CHALLENGE A: Reproduce the passage on GitHub Codespaces word for word, from "Using Github Codespaces" to "extensions and plugins.".
CHALLENGE B:
Answer these from the passage on GitHub Codespaces:
(i) Besides runtime, at what other time does the passage say containers can be used?
(ii) Which developer kit does the passage mention for getting started?
(iii) Which getting started example does the passage suggest?

EXTRACT PROVIDED:
Start

Using Github Codespaces for Embedded Development

Managing an embedded development environment can be pretty painful and error-prone, from properly checking out the codebase and all its dependencies, to making sure the correct (and often pretty big!) toolchains are setup and used, to having the developers’ IDE use the right set of extensions and plugins.

When you start thinking of containers as a technology that can be used not only for runtime (ex. for packaging microservices) but also at development time, it becomes possible to easily describe the entirety of the required development environment for a particular project. Make this description part of your source code repository and you end up with a versioned, fully reproducible, dev environment! Hey, using a cloud-based IDE surely you should even be able to code straight from your web browser, right?

I recently gave GitHub Codespaces a try to get a sense of the benefits of the approach. Spoiler alert: there is already a lot that can be done (debugging embedded code from your web browser anyone?), so I am really excited to see what’s ahead of us in terms of making embedded development even more seamless.

I highly encourage you to give Codespaces a try and see for yourself what you think might be missing in the picture. I would love to hear about it!

A good way for you to get started if you have STM32L4 developer kit handy would be to go with the Azure RTOS getting started example, like I did in the video. Don’t forget to check the debugging instructions—they complement what you see in the video nicely.

End

GIVEN MATERIAL:
Start

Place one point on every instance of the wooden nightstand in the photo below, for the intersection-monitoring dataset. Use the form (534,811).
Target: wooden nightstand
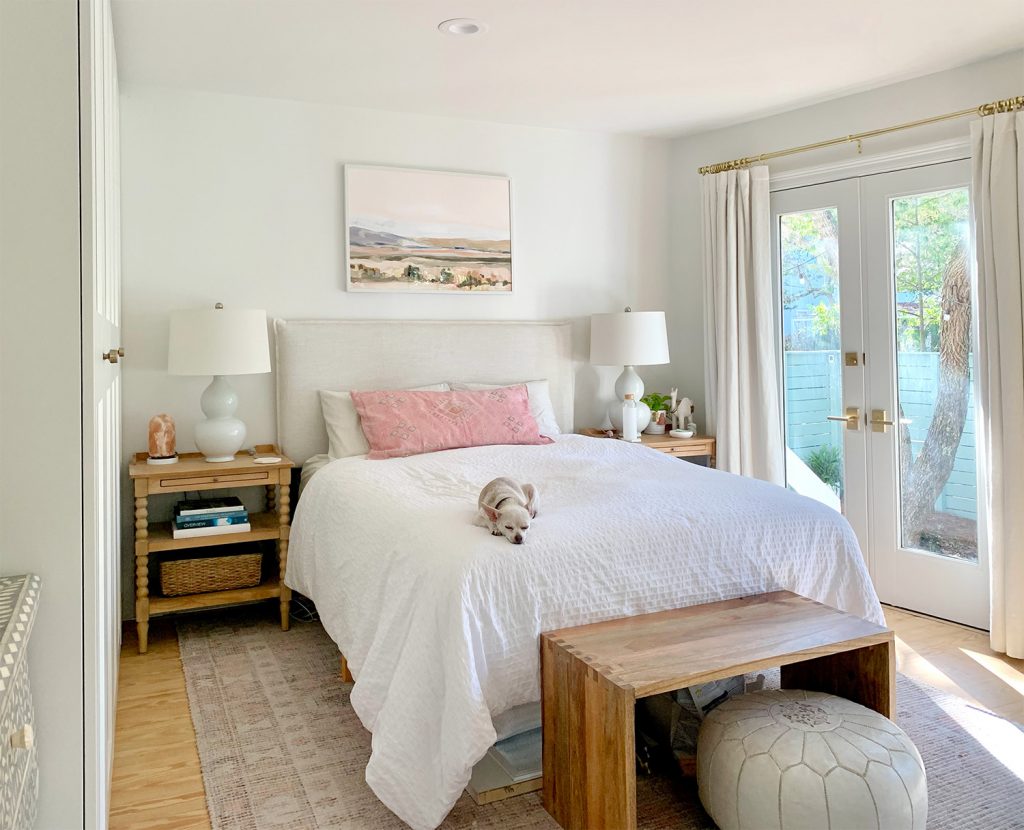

End

FULL OUTPUT A:
Using Github Codespaces for Embedded Development

Managing an embedded development environment can be pretty painful and error-prone, from properly checking out the codebase and all its dependencies, to making sure the correct (and often pretty big!) toolchains are setup and used, to having the developers’ IDE use the right set of extensions and plugins.

FULL OUTPUT B:
(i) At development time.
(ii) The STM32L4 developer kit.
(iii) The Azure RTOS getting started example.